# And closer.....



## Eric Animal (Oct 28, 2007)

Here are 3 pics sent to me this morning.....they were taken on the "final sanding, then paint" side of the shop.....gotta grab a shower (cold) and go visit!!!!!!arty:


----------



## BatmanGTO (Jun 18, 2011)

Lookin good, maybe it will have paint by the time you get there


----------



## Rukee (Feb 8, 2007)

:cheers


----------



## Pontiacpurebrred (Jun 22, 2011)

She's looking real sweet there Eric.

Congrats!
:cheers


----------



## Eric Animal (Oct 28, 2007)

Thanks fellas!!!:cheers


----------



## Eric Animal (Oct 28, 2007)

Sanded and wet.....now it all comes apart and gets painted. Rear clip maybe on Friday..............


----------



## Josh.AZ.GTO (Jul 11, 2009)

That's looks awesome. Can't wait to see it in paint. 


Sent from my Autoguide iPhone app


----------



## Instg8ter (Sep 28, 2010)

NICE E, almost makes me want to do it all again.....NOT!!!, will just watch yours.....arty:


----------



## Rukee (Feb 8, 2007)

Why does the front tire look sooo close to the front of the fender??


----------



## Mike_V (Mar 10, 2006)

I can't wait to see this finished. I'd have trouble sleeping thinking about it.


----------



## crustysack (Oct 5, 2008)

That front tire does look close to the fender, but then again the rear tire looks fwd also( tuff to see at those angles) maybe the body is just resting on the frame???


----------



## Eric Animal (Oct 28, 2007)

Given data |
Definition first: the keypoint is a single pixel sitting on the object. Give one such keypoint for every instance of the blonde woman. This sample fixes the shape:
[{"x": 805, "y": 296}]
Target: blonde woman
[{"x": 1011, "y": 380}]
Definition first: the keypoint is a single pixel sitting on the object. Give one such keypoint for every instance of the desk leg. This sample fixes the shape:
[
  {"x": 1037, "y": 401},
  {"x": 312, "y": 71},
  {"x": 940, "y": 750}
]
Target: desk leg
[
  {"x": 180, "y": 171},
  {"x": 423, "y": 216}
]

The task |
Copy the forum thread about the car's bodywork from "Thanks fellas!!!:cheers" up to and including "maybe on Friday..............".

Full output |
Thanks fellas!!!:cheers


----------



## Eric Animal (Oct 28, 2007)

Sanded and wet.....now it all comes apart and gets painted. Rear clip maybe on Friday..............